**Objective**
Please pull out every line of the records below that contains the word "truck".

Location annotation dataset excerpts
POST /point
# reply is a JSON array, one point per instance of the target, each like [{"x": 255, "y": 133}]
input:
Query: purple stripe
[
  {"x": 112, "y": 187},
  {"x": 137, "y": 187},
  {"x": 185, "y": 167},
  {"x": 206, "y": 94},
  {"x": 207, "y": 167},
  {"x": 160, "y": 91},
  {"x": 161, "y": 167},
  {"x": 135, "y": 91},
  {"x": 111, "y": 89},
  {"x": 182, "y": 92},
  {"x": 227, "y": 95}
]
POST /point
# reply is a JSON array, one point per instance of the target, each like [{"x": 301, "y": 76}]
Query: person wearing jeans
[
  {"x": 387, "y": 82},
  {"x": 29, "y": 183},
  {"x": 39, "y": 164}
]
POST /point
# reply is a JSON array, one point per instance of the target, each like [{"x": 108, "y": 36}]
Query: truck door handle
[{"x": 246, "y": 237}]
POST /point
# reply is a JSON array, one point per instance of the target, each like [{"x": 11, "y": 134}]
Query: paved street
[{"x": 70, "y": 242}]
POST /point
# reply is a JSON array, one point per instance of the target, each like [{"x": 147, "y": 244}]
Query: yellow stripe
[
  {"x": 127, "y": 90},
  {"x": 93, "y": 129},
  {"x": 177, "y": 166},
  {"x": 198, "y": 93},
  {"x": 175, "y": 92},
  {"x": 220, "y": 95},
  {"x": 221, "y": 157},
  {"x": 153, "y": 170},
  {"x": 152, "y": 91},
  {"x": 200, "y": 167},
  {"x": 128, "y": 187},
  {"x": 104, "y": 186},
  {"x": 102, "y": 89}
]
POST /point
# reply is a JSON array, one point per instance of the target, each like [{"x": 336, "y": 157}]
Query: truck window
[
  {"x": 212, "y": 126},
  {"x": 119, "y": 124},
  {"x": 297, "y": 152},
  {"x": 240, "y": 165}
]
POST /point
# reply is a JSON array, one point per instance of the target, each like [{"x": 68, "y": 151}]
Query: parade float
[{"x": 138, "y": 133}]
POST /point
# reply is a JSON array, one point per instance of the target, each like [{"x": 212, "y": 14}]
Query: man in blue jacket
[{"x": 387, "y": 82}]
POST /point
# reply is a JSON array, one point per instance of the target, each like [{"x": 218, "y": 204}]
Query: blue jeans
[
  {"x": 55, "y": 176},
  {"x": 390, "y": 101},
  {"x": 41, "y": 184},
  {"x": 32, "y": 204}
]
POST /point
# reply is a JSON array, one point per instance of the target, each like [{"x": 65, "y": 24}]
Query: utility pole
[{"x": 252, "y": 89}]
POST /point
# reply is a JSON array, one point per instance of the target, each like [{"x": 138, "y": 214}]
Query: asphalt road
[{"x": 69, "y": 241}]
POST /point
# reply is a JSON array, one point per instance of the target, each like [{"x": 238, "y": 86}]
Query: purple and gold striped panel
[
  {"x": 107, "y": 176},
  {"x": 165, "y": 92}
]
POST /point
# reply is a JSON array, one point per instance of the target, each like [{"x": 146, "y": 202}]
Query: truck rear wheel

**Output below**
Query: truck door handle
Query: truck window
Query: truck rear wheel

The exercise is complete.